▸ EXERCISE
Pick out every line in the entries below that contains the word "puffer", matching case exactly, and copy each such line in full.

= = = =

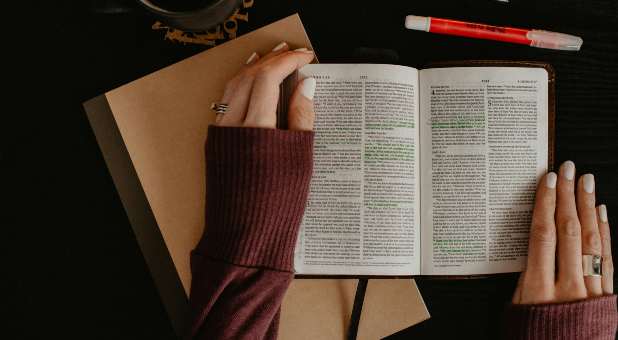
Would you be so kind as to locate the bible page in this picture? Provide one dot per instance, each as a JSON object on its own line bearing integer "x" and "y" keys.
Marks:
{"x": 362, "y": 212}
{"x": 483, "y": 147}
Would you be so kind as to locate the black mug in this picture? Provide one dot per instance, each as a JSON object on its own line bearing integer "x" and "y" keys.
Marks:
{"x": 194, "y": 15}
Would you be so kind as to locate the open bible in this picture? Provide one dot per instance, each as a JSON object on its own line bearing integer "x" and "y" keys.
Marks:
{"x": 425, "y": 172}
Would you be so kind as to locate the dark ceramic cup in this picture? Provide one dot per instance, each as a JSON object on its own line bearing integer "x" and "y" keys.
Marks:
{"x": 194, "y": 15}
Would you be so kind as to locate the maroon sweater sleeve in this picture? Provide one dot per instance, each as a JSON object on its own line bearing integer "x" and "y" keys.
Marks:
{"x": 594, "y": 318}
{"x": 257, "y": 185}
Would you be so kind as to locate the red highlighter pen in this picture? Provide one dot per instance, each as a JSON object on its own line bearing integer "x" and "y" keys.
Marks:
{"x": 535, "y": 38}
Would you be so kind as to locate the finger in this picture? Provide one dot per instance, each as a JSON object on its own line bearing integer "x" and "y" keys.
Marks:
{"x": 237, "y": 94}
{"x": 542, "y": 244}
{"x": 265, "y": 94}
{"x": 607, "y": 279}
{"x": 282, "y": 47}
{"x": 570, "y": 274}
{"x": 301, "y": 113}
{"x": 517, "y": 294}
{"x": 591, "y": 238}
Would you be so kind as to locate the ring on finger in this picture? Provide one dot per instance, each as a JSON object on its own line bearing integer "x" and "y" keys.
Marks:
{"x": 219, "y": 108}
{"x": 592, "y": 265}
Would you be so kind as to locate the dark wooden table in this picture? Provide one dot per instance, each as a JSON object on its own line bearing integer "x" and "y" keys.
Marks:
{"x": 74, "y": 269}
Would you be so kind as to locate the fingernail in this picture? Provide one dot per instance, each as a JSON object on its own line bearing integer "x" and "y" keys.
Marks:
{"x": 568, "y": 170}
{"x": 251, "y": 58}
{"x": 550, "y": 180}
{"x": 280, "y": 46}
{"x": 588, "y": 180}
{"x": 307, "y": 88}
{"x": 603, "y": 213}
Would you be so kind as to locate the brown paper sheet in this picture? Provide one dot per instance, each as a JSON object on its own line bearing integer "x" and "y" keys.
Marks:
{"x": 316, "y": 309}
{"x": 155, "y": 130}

= = = =

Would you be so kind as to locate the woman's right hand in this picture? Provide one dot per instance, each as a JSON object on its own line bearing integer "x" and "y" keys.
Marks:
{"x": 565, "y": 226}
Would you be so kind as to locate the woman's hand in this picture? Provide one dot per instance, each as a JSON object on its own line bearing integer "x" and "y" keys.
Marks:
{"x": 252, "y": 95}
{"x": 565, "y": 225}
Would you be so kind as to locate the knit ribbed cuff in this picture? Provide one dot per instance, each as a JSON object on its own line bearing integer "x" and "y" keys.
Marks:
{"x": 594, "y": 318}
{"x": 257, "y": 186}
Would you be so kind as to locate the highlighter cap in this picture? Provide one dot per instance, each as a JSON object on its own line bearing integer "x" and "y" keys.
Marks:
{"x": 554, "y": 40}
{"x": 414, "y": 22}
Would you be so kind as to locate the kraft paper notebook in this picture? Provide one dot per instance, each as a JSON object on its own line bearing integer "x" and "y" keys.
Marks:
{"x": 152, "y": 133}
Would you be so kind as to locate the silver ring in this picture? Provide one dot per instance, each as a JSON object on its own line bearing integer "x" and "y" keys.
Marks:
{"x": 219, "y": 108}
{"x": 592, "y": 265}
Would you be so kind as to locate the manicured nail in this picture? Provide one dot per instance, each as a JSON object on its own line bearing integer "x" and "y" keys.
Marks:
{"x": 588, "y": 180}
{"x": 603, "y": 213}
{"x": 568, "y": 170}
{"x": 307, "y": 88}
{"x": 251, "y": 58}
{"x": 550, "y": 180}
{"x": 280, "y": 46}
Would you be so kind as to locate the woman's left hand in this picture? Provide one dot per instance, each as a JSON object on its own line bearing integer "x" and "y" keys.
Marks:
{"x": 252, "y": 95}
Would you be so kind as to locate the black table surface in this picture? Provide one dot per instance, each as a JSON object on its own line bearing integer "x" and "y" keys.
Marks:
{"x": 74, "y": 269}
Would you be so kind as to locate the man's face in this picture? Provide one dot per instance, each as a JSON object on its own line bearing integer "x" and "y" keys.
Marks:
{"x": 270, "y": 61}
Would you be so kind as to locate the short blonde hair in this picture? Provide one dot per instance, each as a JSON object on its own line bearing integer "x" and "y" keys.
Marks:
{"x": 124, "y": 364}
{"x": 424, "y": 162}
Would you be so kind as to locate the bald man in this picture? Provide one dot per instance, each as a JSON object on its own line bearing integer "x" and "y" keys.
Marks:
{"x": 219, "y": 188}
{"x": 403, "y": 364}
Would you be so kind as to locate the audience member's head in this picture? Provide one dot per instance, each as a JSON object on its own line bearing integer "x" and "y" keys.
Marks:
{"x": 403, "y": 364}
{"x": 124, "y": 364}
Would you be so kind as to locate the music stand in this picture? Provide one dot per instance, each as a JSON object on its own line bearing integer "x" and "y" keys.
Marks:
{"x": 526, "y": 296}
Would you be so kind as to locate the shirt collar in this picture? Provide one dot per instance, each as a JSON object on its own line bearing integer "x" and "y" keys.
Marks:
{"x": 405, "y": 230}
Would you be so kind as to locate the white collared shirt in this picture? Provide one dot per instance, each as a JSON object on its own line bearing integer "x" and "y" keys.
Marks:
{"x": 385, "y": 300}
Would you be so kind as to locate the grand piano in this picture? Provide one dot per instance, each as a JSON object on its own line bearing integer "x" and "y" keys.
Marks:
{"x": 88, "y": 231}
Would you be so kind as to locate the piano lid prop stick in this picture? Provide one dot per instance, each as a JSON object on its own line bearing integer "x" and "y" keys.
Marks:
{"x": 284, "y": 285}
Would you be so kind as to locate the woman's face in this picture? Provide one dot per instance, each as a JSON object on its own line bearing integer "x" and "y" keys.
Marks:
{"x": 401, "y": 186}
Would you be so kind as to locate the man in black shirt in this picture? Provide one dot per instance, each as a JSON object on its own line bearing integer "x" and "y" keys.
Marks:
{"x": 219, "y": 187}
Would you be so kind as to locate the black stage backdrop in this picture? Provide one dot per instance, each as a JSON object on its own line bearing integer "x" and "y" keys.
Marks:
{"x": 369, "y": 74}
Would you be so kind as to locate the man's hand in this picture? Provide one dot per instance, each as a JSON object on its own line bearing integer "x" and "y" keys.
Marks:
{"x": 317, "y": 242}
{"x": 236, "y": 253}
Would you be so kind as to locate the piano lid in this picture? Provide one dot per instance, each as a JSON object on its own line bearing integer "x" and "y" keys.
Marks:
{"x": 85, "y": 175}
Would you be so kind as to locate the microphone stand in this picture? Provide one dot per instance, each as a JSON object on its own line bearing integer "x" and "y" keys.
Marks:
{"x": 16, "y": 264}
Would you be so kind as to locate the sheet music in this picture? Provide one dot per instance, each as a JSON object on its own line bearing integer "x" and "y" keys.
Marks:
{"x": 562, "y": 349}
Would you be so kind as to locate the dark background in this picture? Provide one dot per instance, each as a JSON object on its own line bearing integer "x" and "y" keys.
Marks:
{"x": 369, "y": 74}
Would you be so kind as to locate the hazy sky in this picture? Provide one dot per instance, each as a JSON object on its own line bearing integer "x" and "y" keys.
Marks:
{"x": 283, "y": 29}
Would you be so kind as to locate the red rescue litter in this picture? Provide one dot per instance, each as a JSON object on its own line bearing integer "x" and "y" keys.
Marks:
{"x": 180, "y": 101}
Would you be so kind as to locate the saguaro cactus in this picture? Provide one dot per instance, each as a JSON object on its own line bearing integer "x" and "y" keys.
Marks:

= = = =

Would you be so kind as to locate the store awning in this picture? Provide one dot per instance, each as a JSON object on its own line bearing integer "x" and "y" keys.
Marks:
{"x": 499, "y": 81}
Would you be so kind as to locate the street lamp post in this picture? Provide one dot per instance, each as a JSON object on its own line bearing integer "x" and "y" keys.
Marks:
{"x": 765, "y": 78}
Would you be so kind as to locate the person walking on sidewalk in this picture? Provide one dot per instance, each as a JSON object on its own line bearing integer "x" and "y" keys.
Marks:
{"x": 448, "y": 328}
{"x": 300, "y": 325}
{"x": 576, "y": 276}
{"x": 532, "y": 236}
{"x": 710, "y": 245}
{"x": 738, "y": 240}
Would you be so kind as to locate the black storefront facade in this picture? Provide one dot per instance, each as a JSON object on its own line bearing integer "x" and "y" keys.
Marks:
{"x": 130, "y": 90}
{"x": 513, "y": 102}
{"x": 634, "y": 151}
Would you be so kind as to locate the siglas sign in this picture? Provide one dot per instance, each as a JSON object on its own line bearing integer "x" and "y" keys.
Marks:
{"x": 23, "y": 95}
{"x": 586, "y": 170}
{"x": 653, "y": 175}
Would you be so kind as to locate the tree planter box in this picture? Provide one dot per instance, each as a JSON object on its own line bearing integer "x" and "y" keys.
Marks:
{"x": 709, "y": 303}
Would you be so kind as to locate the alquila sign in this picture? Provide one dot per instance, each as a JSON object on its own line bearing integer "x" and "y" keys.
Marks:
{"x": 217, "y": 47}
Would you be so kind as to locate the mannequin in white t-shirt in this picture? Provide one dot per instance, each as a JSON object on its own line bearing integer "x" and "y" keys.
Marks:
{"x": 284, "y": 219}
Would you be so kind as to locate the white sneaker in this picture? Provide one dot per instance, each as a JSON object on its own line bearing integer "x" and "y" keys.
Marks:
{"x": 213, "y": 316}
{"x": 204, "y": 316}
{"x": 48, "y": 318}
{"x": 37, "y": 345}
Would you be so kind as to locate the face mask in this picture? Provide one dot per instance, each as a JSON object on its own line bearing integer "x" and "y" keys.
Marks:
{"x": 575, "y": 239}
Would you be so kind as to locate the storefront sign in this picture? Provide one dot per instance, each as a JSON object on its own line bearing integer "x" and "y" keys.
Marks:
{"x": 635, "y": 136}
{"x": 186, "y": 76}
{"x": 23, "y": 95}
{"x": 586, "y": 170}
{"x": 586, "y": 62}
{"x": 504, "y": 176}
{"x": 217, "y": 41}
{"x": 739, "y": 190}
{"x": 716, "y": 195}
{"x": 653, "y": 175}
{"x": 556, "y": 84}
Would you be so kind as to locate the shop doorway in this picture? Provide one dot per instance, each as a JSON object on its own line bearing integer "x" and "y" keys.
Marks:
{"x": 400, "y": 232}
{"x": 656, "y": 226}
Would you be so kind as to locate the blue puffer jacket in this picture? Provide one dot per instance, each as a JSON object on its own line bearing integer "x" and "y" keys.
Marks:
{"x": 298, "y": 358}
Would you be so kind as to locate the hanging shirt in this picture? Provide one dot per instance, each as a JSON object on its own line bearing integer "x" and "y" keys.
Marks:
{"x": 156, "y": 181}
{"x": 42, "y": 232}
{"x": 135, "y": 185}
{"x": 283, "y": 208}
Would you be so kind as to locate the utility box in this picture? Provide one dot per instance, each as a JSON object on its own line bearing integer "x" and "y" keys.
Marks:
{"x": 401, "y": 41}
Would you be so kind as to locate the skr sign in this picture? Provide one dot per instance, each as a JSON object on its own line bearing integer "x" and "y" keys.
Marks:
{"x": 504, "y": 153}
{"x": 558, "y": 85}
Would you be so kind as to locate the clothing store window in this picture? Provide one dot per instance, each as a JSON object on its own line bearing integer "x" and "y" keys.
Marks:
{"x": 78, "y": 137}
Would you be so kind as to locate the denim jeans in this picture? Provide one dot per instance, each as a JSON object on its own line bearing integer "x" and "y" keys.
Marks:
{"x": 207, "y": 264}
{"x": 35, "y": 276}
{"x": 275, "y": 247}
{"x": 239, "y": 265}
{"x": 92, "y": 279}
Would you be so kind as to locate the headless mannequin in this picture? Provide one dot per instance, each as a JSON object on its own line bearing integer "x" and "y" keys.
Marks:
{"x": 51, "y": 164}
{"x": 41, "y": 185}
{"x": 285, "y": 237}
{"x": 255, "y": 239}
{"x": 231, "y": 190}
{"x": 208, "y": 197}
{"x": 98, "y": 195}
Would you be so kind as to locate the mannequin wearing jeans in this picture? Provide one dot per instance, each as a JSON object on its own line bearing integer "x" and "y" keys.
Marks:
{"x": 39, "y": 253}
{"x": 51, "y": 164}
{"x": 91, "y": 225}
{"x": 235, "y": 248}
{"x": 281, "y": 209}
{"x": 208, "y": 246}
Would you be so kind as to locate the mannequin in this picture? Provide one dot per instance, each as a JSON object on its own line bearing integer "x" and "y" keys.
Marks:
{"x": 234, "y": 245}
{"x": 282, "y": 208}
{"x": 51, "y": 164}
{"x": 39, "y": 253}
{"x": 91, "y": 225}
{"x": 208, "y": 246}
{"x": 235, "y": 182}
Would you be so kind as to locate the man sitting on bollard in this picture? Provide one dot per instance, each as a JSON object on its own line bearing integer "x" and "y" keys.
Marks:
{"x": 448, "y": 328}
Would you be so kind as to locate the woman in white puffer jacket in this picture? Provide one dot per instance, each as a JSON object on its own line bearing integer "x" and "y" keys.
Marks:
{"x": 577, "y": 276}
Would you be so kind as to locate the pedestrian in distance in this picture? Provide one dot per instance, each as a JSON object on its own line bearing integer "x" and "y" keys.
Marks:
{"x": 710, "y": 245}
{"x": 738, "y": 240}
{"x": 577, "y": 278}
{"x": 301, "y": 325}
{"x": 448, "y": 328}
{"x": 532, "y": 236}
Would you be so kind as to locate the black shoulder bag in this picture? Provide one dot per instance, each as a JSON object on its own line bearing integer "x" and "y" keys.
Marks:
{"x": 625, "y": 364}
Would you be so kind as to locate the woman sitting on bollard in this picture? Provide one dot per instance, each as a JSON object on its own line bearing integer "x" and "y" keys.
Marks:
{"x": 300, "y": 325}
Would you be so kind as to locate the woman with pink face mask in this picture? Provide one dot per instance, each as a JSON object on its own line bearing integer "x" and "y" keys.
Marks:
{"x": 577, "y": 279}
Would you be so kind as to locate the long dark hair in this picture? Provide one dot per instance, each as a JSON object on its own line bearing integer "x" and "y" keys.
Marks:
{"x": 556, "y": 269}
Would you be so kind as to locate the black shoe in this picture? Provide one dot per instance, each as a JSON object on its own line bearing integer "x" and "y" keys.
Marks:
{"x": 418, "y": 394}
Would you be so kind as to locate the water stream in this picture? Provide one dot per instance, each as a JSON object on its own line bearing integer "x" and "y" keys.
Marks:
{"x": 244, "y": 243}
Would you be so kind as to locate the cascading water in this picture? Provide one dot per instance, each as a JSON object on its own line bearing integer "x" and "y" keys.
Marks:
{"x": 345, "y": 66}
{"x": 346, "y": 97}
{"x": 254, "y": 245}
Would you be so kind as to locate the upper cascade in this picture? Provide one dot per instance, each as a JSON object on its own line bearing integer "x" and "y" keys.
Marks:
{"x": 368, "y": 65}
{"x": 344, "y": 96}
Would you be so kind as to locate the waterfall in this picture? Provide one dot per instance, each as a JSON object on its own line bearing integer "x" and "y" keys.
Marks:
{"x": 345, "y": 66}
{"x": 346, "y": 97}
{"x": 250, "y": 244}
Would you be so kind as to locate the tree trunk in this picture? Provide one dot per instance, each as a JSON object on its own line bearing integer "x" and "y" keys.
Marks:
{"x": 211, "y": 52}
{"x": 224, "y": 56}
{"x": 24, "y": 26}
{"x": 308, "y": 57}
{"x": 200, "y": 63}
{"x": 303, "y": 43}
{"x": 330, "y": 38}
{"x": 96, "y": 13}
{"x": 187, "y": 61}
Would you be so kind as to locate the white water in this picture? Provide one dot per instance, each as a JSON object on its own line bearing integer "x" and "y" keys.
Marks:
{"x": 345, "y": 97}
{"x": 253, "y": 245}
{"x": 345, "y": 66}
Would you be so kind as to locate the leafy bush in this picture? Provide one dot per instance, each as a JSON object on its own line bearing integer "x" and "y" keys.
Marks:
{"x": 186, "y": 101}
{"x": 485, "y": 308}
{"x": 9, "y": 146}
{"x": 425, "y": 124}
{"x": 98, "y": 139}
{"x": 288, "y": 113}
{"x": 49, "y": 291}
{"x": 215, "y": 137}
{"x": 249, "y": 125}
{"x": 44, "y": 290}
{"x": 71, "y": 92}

= = = =

▸ ANSWER TO THIS PROBLEM
Would you be so kind as to locate the blue puffer jacket in this picture? Provide one dot per instance, each as a JSON object on its own line bearing integer "x" and "y" keys.
Would you be so kind as to locate the woman in white puffer jacket in this picture? Provide one dot per instance, each as a JSON object on its own line bearing integer "x" and "y" keys.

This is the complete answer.